_Task to complete_: From the records below, extract only the lines running from the line with "Find the grassy" to the line with "Find the green", both lines included, reproducing them exactly.
+++ Material provided +++
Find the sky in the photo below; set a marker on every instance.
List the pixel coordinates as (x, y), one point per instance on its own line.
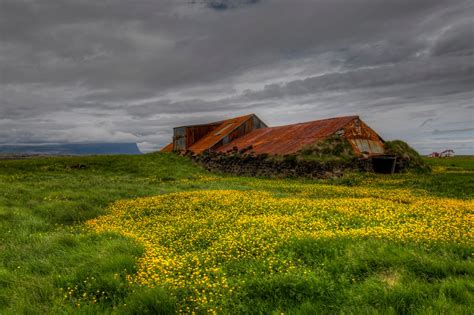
(130, 71)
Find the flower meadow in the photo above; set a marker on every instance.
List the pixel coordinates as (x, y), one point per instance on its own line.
(203, 246)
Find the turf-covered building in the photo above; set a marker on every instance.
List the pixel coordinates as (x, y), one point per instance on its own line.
(251, 135)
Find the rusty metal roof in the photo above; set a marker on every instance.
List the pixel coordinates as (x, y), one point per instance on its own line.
(167, 148)
(226, 127)
(287, 139)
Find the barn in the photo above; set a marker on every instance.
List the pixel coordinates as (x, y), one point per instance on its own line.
(250, 134)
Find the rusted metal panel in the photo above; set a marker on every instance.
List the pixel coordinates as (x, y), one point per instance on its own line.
(167, 148)
(251, 134)
(287, 139)
(226, 132)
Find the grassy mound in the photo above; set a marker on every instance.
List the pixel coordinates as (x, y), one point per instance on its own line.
(407, 158)
(333, 148)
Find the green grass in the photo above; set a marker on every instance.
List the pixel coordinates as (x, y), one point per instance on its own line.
(48, 260)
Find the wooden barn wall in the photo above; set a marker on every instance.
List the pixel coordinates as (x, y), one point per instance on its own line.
(184, 137)
(249, 125)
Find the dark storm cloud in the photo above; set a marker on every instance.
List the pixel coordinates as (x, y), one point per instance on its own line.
(131, 70)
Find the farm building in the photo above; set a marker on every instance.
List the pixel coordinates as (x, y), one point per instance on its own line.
(248, 133)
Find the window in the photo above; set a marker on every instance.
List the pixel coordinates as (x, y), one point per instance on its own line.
(223, 129)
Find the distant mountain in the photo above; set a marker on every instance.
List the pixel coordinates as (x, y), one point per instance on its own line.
(72, 149)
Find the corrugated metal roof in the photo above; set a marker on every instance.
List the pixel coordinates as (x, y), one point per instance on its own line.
(167, 148)
(287, 139)
(226, 127)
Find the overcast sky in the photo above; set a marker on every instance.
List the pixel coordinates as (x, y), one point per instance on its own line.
(128, 71)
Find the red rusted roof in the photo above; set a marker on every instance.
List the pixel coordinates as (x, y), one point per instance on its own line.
(287, 139)
(226, 127)
(167, 148)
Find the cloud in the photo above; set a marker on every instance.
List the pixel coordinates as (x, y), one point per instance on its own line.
(79, 70)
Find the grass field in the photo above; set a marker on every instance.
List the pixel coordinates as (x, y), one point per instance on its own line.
(156, 234)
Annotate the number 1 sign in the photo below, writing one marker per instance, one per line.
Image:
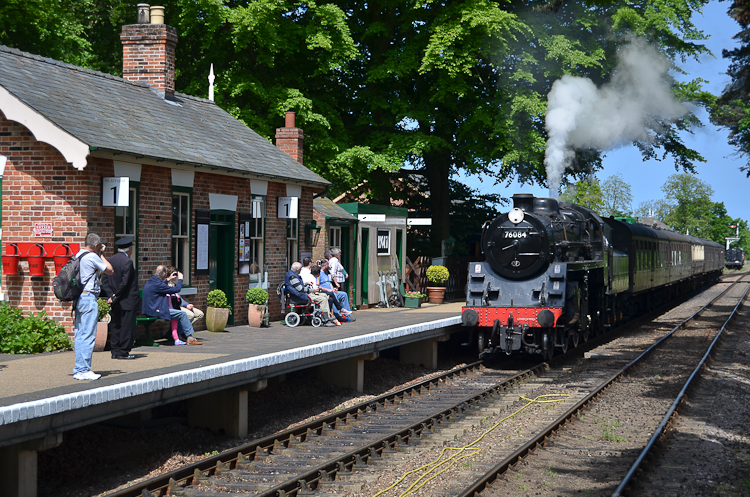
+++
_Response to the task_:
Find the grassy mound in the photo above; set a marker on every instance.
List the pixel coordinates as (x, y), one point per instance on its own line.
(407, 158)
(333, 148)
Find the green grass in the photo above; set a marker on every instance.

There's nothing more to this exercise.